** Start of RECORDS SUPPLIED **

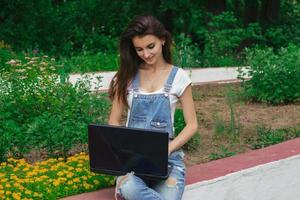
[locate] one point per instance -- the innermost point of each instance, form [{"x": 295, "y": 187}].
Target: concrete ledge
[{"x": 212, "y": 173}]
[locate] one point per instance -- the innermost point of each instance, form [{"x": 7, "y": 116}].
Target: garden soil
[{"x": 213, "y": 105}]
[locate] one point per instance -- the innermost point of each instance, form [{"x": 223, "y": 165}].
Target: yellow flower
[
  {"x": 76, "y": 180},
  {"x": 70, "y": 174},
  {"x": 28, "y": 192},
  {"x": 78, "y": 170},
  {"x": 35, "y": 194},
  {"x": 26, "y": 169},
  {"x": 17, "y": 184},
  {"x": 60, "y": 159},
  {"x": 56, "y": 182},
  {"x": 86, "y": 185},
  {"x": 70, "y": 182},
  {"x": 60, "y": 173},
  {"x": 16, "y": 195}
]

** End of RECORDS SUPPLIED **

◆ **GIVEN INSTRUCTION**:
Copy the listing exactly. Any image in it stays out of the copy.

◆ **OUTPUT FOR THIS EXERCISE**:
[locate] one point per instance -- the innermost point of each instance, form [{"x": 295, "y": 187}].
Target: concrete ledge
[{"x": 212, "y": 173}]
[locate] one point per instance -- the innermost point of each instance, form [{"x": 7, "y": 116}].
Target: garden soil
[{"x": 213, "y": 105}]
[locate] one point per instance -- the innermost point of each instance, form [{"x": 223, "y": 165}].
Target: yellow flower
[
  {"x": 76, "y": 180},
  {"x": 70, "y": 174},
  {"x": 28, "y": 192},
  {"x": 78, "y": 170},
  {"x": 35, "y": 194},
  {"x": 26, "y": 169},
  {"x": 17, "y": 184},
  {"x": 60, "y": 159},
  {"x": 56, "y": 182},
  {"x": 86, "y": 185},
  {"x": 70, "y": 182},
  {"x": 60, "y": 173},
  {"x": 16, "y": 195}
]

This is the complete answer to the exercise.